§ **Exercise goal**: Reproduce word for word the passage of the Car Wash review below, starting at "Working at the" and ending at "inspire several remakes.".

§ **Document**:
• • • • •
Blerd Film Club: Car Wash (1976)

Working at the car wash, most of us have never done it but we know the song. All of that comes from the 1976 film starring Antonio Fargas, Lauren Jones, Richard Pryor, Bill Duke, George Carlin and more celebrities than you can shake a stick at. Car Wash is a classic film that takes place at car wash of all places. It's a classic comedy that wasn't received well by anyone but Roger Ebert. Despite that, it still went on to become a cult classic and inspire several remakes.

The plot follows the workers of the car wash through their own subplots. There's not really a single major story that ties them together other than the fact that they all work at the car wash. I think that's one of the interesting things. All the stories are tied together but majority of them can stand on their own. Because of that, I'm not going to go over every character's stories. Just some of my favorites because there's well over a dozen. That includes an entire Danny Devito subplot that was cut from theatrical versions for time and only shown on Television because NBC didn't want to show too much of Lindy, but more on that later.

One of the first characters we're introduced to is Marlene, a prostitute played by Lauren Jones. She skips out on a cab bill to get to the car wash. The Cab driver is George Carlin who spends the rest of the movie giving her description to anyone that will listen. That includes Marlene because in her bag of tricks she has several wigs, dresses, fake breast, fake butts, condoms and everything else an enterprising prostitute would need. Marlene occupies a bathroom as a dressing room at the car wash and repeatedly rejects legit offers of dates because she is holding out hope for a customer she fell in love with. Throughout the film she repeatedly calls and doesn't get an answer. Her heart is broken. Lauren Jones doesn't have a lot of lines, but she has a lot of screen time. I think that's a testament to how strong her emotional acting was.

TC is a young man and a comic book artist. His character is The Fly, and he's been trying to sell The Fly, to any comic book company. He even has a home made T-Shirt for, The Fly. He's taken to calling himself, The Fly. He also wants to get back together with his ex Mona across the street. However, Mona refuses because she doesn't see any promise in a man who is a dreamer who still lives at home with his mother. In the end, they do get together because TC tells her to stop looking down on him since she's in the exact same situation but doesn't even have a dream to follow.

Now I want to talk about Lindy, played by Antonio Fargas, who was described as a "sophisticated sissie," by Angela Nelson. The reason being that Lindy is a flamboyantly gay man. He openly flirts with his coworkers and has no shame in who he is. He doesn't have major story other than, being himself. One of the most tense scenes in the film is when he confronts Abdullah who was bullying the son of Mr. B. Abdullah proceeds to call Lindy a woman and refer to him as such while complaining about how black men are being emasculated. Lindy steps forward almost daring Abdullah to fight.
• • • • •
§ **Data section**:

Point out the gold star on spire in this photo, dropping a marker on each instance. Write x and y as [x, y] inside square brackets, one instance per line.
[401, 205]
• • • • •
§ **Completed exercise**:
Working at the car wash, most of us have never done it but we know the song. All of that comes from the 1976 film starring Antonio Fargas, Lauren Jones, Richard Pryor, Bill Duke, George Carlin and more celebrities than you can shake a stick at. Car Wash is a classic film that takes place at car wash of all places. It's a classic comedy that wasn't received well by anyone but Roger Ebert. Despite that, it still went on to become a cult classic and inspire several remakes.